§ QUOTED PASSAGE
##########
===================== INSTRUCTIONS ======================

This document contains instructions for compiling and
running SIMPLE (Sequential Imputation for Multi-Point
Linkage Estimation).  SIMPLE uses the same input files used
in GENEHUNTER and takes similar commands.

SIMPLE is made up of two programs written in C.  The first
program is 'simple' which produces importance sampling
weights and (optionally) simulated in-phase genotypes
(if NPL or QTL analysis) and likelihood (if LOD analysis)
ratios.  This output written to the screen which may be
directed to a file.  The second program, 'scan', reads in
the output from simple and produces the desired statistics
(which are written to the screen).  Both programs take
the same commands.


/*********
* Set up *
*********/

untar and unzip SIMPLE.tar.gz

>gzip -d < SIMPLE.tar.gz | tar xvf -

This will produce a directory called /SIMPLE in the
current directory.  /SIMPLE contains: Makefile file,
simple (compiled), scan (compiled), /src directory, /check
directory and instruct.txt file (this document).  Makefile
is used to compile simple and scan.  /src directory
contains the relevant code.  /check directory contains
sample pedigree files to run SIMPLE and ensure that it
was compiled correctly.


/************
* Compiling *
************/

simple and scan were compiled on a Solaris 7.  To recompile
them type

>make simple scan


/********************************
* Basic form for running simple *
********************************/

>simple [command file] > 'simple output file'

Basic form for running scan 


>scan [command file] < 'simple output file' > 'scan ouput file'

The command file allows for changes from the default setup.
As in GENEHUNTER the command file must at least contain the
`load' and `scan' commands to specify the input files.
The following commands may be used, with the defaults
given in [].


/***********
* Commands *
***********/

>load [linkloci.dat]

Gives the GENEHUNTER compatible marker-locus data (allele
frequencies for each genetic marker, frequency and
penetrance information for the disease).  The format of
this file must be identical to the Linkage parameter file
(output from the PREPLINK program).
##########
§ EXTRACTED RECORDS

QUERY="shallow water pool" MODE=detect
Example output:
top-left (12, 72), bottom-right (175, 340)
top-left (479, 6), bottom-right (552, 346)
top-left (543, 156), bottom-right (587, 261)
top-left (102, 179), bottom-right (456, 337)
##########
§ WORK REQUEST 1
Decide whether each statement agrees with the SIMPLE instructions. Answer yes or no, and quote the words of the text that decide it: (a) SIMPLE consists of two programs written in C. (b) The 'scan' program writes its statistics to the screen. (c) The /check directory holds the source code.
§ WORK REQUEST 2
Reproduce the part of the SIMPLE instructions starting at "SIMPLE is made" and ending at "(if LOD analysis)".
§ WORK REQUEST 3
Proceed with the SIMPLE instructions from the point where they stop.

§ ANSWER SPACE 1
(a) Yes: "SIMPLE is made up of two programs written in C."
(b) Yes: "produces the desired statistics (which are written to the screen)."
(c) No: "/src directory contains the relevant code."

§ ANSWER SPACE 2
SIMPLE is made up of two programs written in C.  The first
program is 'simple' which produces importance sampling
weights and (optionally) simulated in-phase genotypes
(if NPL or QTL analysis) and likelihood (if LOD analysis)

§ ANSWER SPACE 3
>scan [ped.dat]

Gives the location of the file with the pedigree, marker,
and disease data.  The pedigree should be in the Linkage
pedigree input format (before running MAKEPED or doing
any preprocessing!).  Each line of this file must have
the following structure:

     3    12   8   9   1   2   1      1 2 ... 0 0   1.269
    (a)   (b) (c) (d) (e) (f) (g)     (h -------)    (i)

    (a)  pedigree name
    (b)  individual ID #
    (c)  father's ID #
    (d)  mother's ID #
    (e)  sex (1=MALE, 2=FEMALE)
    (f)  affectation status (0=UNKNOWN, 1=UNAFFECTED, 
         2=AFFECTED)
    (g)  liability class (OPTIONAL) - classes specified 
         in marker data file
    (h)  marker genotypes
    (i)  quantitative trait values

A `0' in any of the disease phenotype or marker genotype
positions (as in the the genotypes for the last marker
above) indicates missing data. (See the example pedigree
file in /check.)  A non-numeric character for quantitative
traits is the default for missing values for quantitative
traits.  To change this to a numeric character use the
command:


>missingQT [ # ]

where `#' is the numerical character for a missing value
in the quantitative traits data.

You should only enter one pedigree at a time, though in
theory the software could handle more than one.  However
this will put a strain on the memory.  In general, you
will be able to handle bigger pedigrees if they are run
one at a time.


>maxiter [ 5000 ]

The number of imputed data sets to be generated by the
sequential imputation procedure.  The null distribution
is estimated with 20*maxiter iterations.


>increment step [ 5 ]

Acts the same way as increment step does in GENEHUNTER.
However, simple does not currently calculate scores outside
the marker map.  This should be changed in the future.
In addition the increment scan command of GENEHUNTER
has not been implemented, and may not be in the future
versions.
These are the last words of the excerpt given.